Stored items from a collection
== == ==
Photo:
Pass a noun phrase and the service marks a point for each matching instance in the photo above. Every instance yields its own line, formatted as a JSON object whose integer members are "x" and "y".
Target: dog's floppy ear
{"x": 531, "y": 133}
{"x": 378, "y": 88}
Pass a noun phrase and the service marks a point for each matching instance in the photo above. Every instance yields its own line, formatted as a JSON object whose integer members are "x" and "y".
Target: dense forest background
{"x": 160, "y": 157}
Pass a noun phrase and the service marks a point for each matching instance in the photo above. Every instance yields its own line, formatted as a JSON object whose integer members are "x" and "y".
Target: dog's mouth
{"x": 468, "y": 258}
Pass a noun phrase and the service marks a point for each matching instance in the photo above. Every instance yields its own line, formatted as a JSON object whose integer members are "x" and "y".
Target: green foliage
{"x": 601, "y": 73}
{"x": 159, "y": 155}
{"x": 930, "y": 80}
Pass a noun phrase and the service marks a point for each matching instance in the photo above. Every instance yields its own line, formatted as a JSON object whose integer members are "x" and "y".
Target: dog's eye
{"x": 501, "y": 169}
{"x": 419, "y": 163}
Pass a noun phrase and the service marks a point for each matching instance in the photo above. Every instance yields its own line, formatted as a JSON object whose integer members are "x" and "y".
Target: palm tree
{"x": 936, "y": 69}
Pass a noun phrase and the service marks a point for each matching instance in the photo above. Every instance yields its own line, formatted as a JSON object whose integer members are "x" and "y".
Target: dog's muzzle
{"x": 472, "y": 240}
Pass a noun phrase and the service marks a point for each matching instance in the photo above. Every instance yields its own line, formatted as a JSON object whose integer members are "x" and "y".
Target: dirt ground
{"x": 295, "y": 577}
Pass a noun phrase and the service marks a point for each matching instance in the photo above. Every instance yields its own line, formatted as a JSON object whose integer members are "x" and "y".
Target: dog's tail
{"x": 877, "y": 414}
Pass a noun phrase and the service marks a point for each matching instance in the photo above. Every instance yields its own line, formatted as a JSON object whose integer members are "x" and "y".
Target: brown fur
== == ==
**EXERCISE REQUIREMENTS**: The whole listing above needs to be written out again exactly.

**IN RESPONSE**:
Photo:
Pass a noun phrase and the service marks a point for each matching instance in the photo above. Every instance yields its own line, formatted as a JSON object whose integer members are "x" and "y".
Target: dog's floppy ear
{"x": 531, "y": 133}
{"x": 378, "y": 88}
Pass a noun phrase and the service marks a point for each matching instance in the photo above. Every instance yields its own line, formatted as a JSON object whose integer members are "x" and "y".
Target: dense forest background
{"x": 160, "y": 157}
Pass a noun phrase and the service marks a point for each matching instance in the photo above. Every instance yields its own line, formatted as a JSON object whose integer members are "x" and "y".
Target: dog's mouth
{"x": 468, "y": 258}
Pass a noun phrase and the service marks a point for each matching instance in the photo above. Every instance yields its own line, formatted as a JSON object whose integer members are "x" and "y".
Target: green foliage
{"x": 601, "y": 73}
{"x": 159, "y": 155}
{"x": 930, "y": 80}
Pass a noun phrase and the service marks a point for each matching instance in the photo above. Every instance yields its own line, formatted as a JSON object whose integer members are "x" and "y".
Target: dog's eye
{"x": 501, "y": 169}
{"x": 419, "y": 163}
Pass a noun phrase and the service marks a point for each matching instance in the photo above. Every instance yields its own line, formatted as a JSON object whose integer members are "x" and "y".
Target: palm tree
{"x": 936, "y": 69}
Pass a noun phrase and the service marks a point for each matching instance in the photo above. Every instance yields its own line, formatted as a JSON object whose integer members are "x" and "y".
Target: dog's muzzle
{"x": 472, "y": 240}
Pass a noun phrase and the service marks a point for each matching instance in the photo above. Every instance yields its own line, formatted as a JSON object whose integer members are "x" and "y".
Target: dirt ground
{"x": 295, "y": 577}
Pass a noun phrase and the service marks a point for each matching instance in the photo above. Every instance yields its own line, formatted as a JSON object whose integer members are "x" and "y".
Target: dog's tail
{"x": 877, "y": 414}
Pass a noun phrase and the service marks a point for each matching instance in the photo above. Every instance yields its own line, formatted as a JSON object whose integer members are "x" and "y".
Target: brown fur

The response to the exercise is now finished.